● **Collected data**

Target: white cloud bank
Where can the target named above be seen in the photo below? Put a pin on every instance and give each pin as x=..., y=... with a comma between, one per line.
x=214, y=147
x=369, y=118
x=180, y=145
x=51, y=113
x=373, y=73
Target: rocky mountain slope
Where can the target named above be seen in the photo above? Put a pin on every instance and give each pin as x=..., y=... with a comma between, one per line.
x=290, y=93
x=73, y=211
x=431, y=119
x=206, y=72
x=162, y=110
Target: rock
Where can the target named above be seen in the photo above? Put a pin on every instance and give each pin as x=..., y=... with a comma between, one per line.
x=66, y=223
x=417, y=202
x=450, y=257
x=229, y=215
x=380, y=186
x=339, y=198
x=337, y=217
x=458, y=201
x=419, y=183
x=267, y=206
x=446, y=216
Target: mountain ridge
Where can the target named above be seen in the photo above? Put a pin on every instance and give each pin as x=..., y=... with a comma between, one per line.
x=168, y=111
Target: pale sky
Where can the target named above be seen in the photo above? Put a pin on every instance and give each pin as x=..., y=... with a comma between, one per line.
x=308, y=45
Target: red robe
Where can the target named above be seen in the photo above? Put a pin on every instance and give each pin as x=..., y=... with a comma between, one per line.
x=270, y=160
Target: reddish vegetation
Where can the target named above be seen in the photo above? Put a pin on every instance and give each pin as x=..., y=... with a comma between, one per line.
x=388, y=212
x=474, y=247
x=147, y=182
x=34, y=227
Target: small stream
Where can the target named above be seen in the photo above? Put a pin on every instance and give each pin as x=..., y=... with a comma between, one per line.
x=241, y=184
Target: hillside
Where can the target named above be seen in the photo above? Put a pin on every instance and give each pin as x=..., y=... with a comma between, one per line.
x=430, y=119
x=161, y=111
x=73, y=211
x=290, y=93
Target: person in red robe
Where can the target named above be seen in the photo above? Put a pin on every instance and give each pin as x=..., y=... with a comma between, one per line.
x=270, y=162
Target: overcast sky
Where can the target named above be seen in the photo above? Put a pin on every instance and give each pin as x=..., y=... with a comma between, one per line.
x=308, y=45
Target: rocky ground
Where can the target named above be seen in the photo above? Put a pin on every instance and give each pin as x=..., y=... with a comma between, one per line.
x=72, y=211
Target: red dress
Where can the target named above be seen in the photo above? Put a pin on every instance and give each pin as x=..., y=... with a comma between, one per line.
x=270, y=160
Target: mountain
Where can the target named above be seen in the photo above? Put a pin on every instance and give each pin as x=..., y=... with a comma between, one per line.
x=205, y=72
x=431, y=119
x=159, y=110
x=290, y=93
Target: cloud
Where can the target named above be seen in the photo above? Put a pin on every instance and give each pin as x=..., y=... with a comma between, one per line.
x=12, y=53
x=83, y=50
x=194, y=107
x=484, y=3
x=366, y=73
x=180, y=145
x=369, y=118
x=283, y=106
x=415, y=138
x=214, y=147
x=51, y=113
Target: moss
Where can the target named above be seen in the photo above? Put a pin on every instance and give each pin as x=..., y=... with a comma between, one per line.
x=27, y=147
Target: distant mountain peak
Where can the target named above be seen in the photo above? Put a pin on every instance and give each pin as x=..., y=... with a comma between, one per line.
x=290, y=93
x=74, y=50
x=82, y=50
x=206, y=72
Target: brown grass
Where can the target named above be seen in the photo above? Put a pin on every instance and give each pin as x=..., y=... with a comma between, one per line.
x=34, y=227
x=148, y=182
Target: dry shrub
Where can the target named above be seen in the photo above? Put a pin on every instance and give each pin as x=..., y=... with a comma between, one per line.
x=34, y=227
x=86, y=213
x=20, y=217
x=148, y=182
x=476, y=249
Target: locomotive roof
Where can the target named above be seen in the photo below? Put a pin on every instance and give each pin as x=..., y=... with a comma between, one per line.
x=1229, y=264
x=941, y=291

● **Problem to solve**
Having read the entries, repeat them all exactly.

● **Result below**
Target: white cloud bank
Where can the target named above be seen in the photo below? Put a pin on every instance and give each pin as x=..., y=... with a comma between, one per line.
x=214, y=147
x=369, y=118
x=180, y=145
x=51, y=113
x=373, y=73
Target: rocky mountain slope
Where can the target named above be seen in the photo above? Put a pin on every instance and give each pin as x=..., y=... with a comma between, one per line.
x=290, y=93
x=73, y=211
x=431, y=119
x=206, y=72
x=162, y=110
Target: rock
Where can the target named above be seen in the photo above? Put a pin on every instance and give each pin as x=..., y=... with a comma between, one per line.
x=66, y=223
x=417, y=202
x=450, y=257
x=229, y=215
x=380, y=186
x=339, y=198
x=337, y=217
x=458, y=201
x=419, y=183
x=267, y=206
x=446, y=216
Target: mountain ridge
Where can the target named above be seen in the photo above? Put a pin on every instance and give each pin as x=..., y=... with a comma between, one per line.
x=168, y=111
Target: pale sky
Where can the target named above be seen in the photo above? Put a pin on every instance and give each pin as x=..., y=... with a comma between, one per line.
x=308, y=45
Target: red robe
Where can the target named above be seen in the photo above? Put a pin on every instance and give each pin as x=..., y=... with a comma between, one per line.
x=270, y=160
Target: reddish vegetation
Where can the target named above be seen in the photo above? Put a pin on every instance and give each pin as x=..., y=... with a comma between, one per line.
x=388, y=212
x=474, y=247
x=147, y=182
x=34, y=227
Target: small stream
Where can the target named above be seen in the photo above? Put a pin on every instance and give each pin as x=..., y=... with a comma between, one per line.
x=241, y=184
Target: hillside
Where can the target named above be seen in the photo above? Put a pin on every instance and give each pin as x=..., y=... with a comma between, one per line.
x=430, y=119
x=161, y=111
x=73, y=211
x=290, y=93
Target: person in red robe
Where can the target named above be seen in the photo above? Put a pin on every instance and give each pin as x=..., y=... with a comma between, one per line.
x=270, y=162
Target: overcast sky
Where can the target named above be seen in the photo above? Put a pin on every instance and give each pin as x=..., y=... with a comma between, one per line.
x=308, y=45
Target: rocky ground
Where can the target named above be seen in the photo above? Put a pin on every instance and give each pin as x=..., y=... with a comma between, one per line.
x=72, y=211
Target: red dress
Where can the target named above be seen in the photo above? Put a pin on every instance and give each pin as x=..., y=... with a comma between, one per line.
x=270, y=160
Target: mountain
Where can the target named above be seen in the photo above? Put a pin on every instance and give each pin as x=..., y=... with a comma between, one per line.
x=205, y=72
x=431, y=119
x=159, y=110
x=290, y=93
Target: cloud
Where can the target named above be seen in the photo above? Put a pin on every instance and give each pin as x=..., y=... with a comma between, one per line.
x=12, y=53
x=83, y=50
x=194, y=107
x=484, y=3
x=366, y=73
x=180, y=145
x=369, y=118
x=283, y=106
x=415, y=138
x=214, y=147
x=51, y=113
Target: moss
Where can the target named above be seen in the photo above? Put a pin on every instance and give each pin as x=..., y=... with a comma between, one per line.
x=27, y=147
Target: distant mountain peak
Where can the target named above be seen in the photo above? Put a pin on every instance and give each pin as x=..., y=... with a comma between, one per line.
x=290, y=93
x=74, y=50
x=82, y=50
x=206, y=72
Target: brown grass
Where can the target named above be seen in the photo above? Put a pin on every instance and give each pin as x=..., y=... with a comma between, one per line.
x=34, y=227
x=148, y=182
Target: dry shrub
Where can the target named above be seen in the photo above? Put a pin on every instance and give each pin as x=..., y=... with a comma between, one per line.
x=34, y=227
x=86, y=213
x=20, y=217
x=148, y=182
x=476, y=249
Target: locomotive roof
Where can the target named above be seen in the photo below? Put a pin on every instance and give each pin as x=..., y=... with a comma between, one per line.
x=1229, y=264
x=941, y=291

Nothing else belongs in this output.